** Records for this exercise follows **

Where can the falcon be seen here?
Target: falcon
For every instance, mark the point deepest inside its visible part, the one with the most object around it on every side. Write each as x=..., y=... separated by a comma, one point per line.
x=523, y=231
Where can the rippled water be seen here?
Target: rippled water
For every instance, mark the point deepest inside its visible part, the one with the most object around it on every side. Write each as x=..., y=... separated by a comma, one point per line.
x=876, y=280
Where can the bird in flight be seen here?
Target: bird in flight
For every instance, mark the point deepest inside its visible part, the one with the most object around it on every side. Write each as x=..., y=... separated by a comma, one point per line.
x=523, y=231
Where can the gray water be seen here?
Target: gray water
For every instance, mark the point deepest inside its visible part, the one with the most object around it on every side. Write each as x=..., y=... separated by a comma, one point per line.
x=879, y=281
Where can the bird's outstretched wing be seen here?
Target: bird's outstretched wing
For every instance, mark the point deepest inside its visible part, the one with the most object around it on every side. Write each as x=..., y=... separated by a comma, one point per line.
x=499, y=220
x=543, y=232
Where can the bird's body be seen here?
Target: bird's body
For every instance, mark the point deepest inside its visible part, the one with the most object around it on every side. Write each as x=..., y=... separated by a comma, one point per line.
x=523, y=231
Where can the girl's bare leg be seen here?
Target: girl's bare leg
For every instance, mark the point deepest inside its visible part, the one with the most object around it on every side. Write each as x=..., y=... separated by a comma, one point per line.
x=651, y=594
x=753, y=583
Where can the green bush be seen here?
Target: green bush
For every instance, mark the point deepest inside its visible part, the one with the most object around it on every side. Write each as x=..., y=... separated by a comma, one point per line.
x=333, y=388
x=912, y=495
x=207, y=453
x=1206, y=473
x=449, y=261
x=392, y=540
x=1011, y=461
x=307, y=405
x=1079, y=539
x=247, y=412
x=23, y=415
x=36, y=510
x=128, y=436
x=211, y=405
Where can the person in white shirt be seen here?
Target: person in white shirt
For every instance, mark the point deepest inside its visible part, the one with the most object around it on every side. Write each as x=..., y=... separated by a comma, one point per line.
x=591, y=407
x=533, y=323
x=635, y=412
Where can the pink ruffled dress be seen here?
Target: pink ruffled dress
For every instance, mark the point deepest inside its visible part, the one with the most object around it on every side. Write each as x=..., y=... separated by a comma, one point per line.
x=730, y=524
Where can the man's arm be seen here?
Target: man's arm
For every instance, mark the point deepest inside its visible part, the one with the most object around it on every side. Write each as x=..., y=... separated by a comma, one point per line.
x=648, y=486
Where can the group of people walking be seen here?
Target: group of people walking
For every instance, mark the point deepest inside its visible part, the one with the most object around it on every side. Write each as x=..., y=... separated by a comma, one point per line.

** End of Records for this exercise **

* _Task item_
Copy the entries word for word. Start at the first line and end with the line containing "Target: gray water".

* _Solved problem_
Where can the falcon be seen here?
Target: falcon
For every instance, mark the point deepest inside its visible part, the one with the most object around it on every side. Write each as x=..., y=... separated by a comma, one point per line.
x=523, y=231
Where can the rippled water be seen here?
Target: rippled water
For every instance, mark the point deepest inside its visible part, the one with the most object around it on every side. Write each as x=..., y=... separated by a comma, one point per line.
x=876, y=280
Where can the bird in flight be seen here?
Target: bird in flight
For every instance, mark the point deepest inside its visible part, the one with the most object around it on every side. Write each as x=..., y=... separated by a comma, one point per line.
x=523, y=231
Where can the gray water be seen here?
Target: gray water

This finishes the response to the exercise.